== Textauszug ==
Zu DDR-Zeiten galt Bitterfeld als dreckigste Stadt Europas. Mit giftigen Wolken haben die Bewohner inzwischen nicht mehr zu kämpfen, sogar die Wirtschaft brummt wieder. Trotzdem flieht vor allem die Jugend scharenweise. Warum?
Nach Kaufland kommt schon das Ende der Welt. Es ist ein trostloser Anblick: Zwei baufällige Plattenbauten liegen wie das Spielzeug eines Riesen ohne Bezugspunkt in der platten Landschaft herum, ansonsten weit und breit nur Brache und am Horizont endlose Windparks, die beweisen, dass man immer noch in Sachsen-Anhalt ist.
Noch vor 30 Jahren allerdings lag Kaufland, das damals anders hieß, im Zentrum eines Mikrokosmos aus Chemie und Kohle. Wolfen-Nord heißt die Trabantenstadt, in der 35.000 Menschen lebten und hier ihren Teil zum Sieg des real existierenden Sozialismus beitrugen. Bis die DDR zusammenbrach und die ansässige Industrie mit sich in den Abgrund riss. Ohne Industrie keine Arbeit, ohne Arbeit keine Perspektive und ohne Perspektive kein Grund, in Wolfen-Nord zu bleiben.
===
== Datenzeilen ==
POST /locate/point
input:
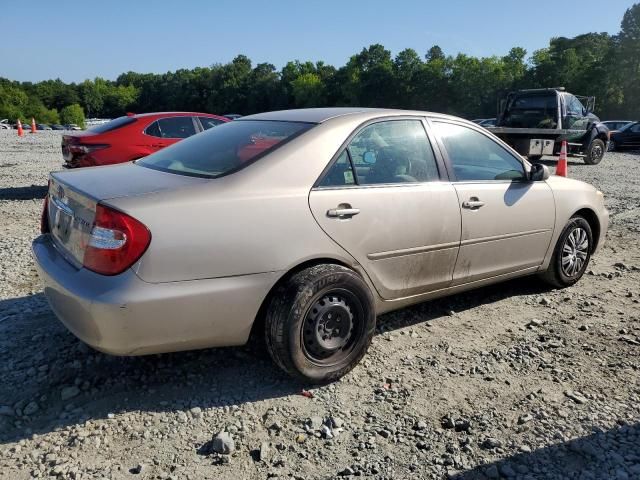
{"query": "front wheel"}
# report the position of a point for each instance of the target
(571, 254)
(595, 152)
(320, 323)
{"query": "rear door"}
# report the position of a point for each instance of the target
(507, 220)
(631, 136)
(384, 201)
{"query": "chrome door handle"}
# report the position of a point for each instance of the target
(472, 204)
(342, 212)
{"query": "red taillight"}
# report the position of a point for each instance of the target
(44, 219)
(117, 241)
(82, 149)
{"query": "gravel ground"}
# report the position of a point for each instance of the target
(510, 381)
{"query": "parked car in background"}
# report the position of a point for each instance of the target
(133, 136)
(627, 137)
(307, 224)
(615, 125)
(536, 121)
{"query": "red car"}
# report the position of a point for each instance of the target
(133, 136)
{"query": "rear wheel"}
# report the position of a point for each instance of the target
(595, 153)
(571, 255)
(320, 323)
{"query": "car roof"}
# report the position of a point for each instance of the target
(172, 114)
(320, 115)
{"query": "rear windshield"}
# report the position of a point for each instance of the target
(224, 149)
(113, 124)
(535, 102)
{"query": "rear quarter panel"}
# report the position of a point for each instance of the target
(253, 221)
(570, 196)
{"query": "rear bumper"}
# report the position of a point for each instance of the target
(123, 315)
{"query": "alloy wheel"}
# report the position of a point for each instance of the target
(575, 252)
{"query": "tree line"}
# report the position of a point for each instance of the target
(599, 64)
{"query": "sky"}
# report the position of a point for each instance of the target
(78, 39)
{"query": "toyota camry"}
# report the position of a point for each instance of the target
(304, 225)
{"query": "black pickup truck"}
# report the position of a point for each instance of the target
(534, 122)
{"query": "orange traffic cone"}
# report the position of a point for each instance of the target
(561, 168)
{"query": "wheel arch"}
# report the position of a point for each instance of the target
(592, 219)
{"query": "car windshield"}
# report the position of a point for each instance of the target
(224, 149)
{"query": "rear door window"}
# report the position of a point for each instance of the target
(474, 156)
(389, 152)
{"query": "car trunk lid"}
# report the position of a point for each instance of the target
(74, 195)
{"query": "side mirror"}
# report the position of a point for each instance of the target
(369, 157)
(539, 172)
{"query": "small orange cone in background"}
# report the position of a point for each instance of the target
(561, 168)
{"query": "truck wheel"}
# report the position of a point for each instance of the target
(595, 153)
(320, 323)
(571, 254)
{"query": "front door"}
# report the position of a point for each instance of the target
(631, 136)
(384, 202)
(507, 220)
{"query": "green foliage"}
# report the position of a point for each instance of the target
(72, 114)
(598, 64)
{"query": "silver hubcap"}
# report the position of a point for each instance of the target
(574, 252)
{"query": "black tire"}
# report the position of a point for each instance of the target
(320, 322)
(560, 275)
(595, 153)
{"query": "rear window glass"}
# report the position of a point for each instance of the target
(224, 149)
(113, 124)
(535, 102)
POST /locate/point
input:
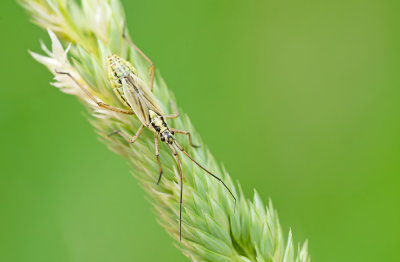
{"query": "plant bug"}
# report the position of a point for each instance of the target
(138, 97)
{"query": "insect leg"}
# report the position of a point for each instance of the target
(216, 177)
(151, 72)
(181, 176)
(158, 156)
(175, 114)
(125, 136)
(185, 133)
(94, 99)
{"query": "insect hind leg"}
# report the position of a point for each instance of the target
(125, 136)
(130, 42)
(93, 98)
(157, 149)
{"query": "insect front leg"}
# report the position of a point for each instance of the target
(158, 156)
(125, 136)
(94, 99)
(151, 71)
(185, 133)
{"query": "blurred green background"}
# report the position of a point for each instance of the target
(299, 99)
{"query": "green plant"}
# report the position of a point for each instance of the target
(212, 231)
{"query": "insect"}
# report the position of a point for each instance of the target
(137, 96)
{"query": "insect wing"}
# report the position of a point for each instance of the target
(140, 99)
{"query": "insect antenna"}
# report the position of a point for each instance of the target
(181, 177)
(216, 177)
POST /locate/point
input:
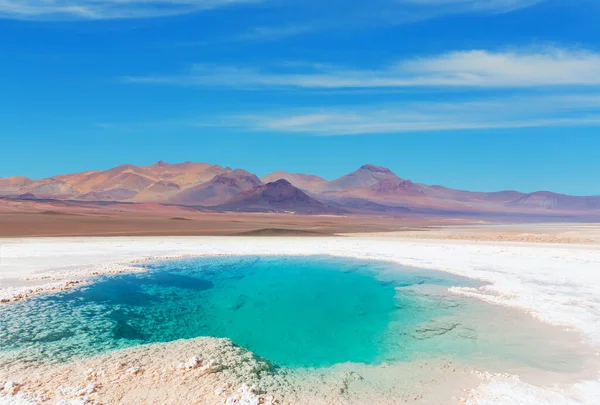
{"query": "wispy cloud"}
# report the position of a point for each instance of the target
(309, 16)
(265, 33)
(495, 6)
(106, 9)
(474, 68)
(510, 112)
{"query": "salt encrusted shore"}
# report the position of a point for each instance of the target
===
▶ Aufgaben:
A - Welche Zahlenangaben enthält der Textauszug? Nenne jede mit dem Wort, auf das sie sich bezieht.
B - Übernimm aus dem Textauszug den Abschnitt von „Nach Kaufland kommt“ bis einschließlich „in Sachsen-Anhalt ist.“ wortgetreu.

▶ Lösungen:
A -
- 30 Jahre
- 35.000 Menschen
- zwei Plattenbauten

B -
Nach Kaufland kommt schon das Ende der Welt. Es ist ein trostloser Anblick: Zwei baufällige Plattenbauten liegen wie das Spielzeug eines Riesen ohne Bezugspunkt in der platten Landschaft herum, ansonsten weit und breit nur Brache und am Horizont endlose Windparks, die beweisen, dass man immer noch in Sachsen-Anhalt ist.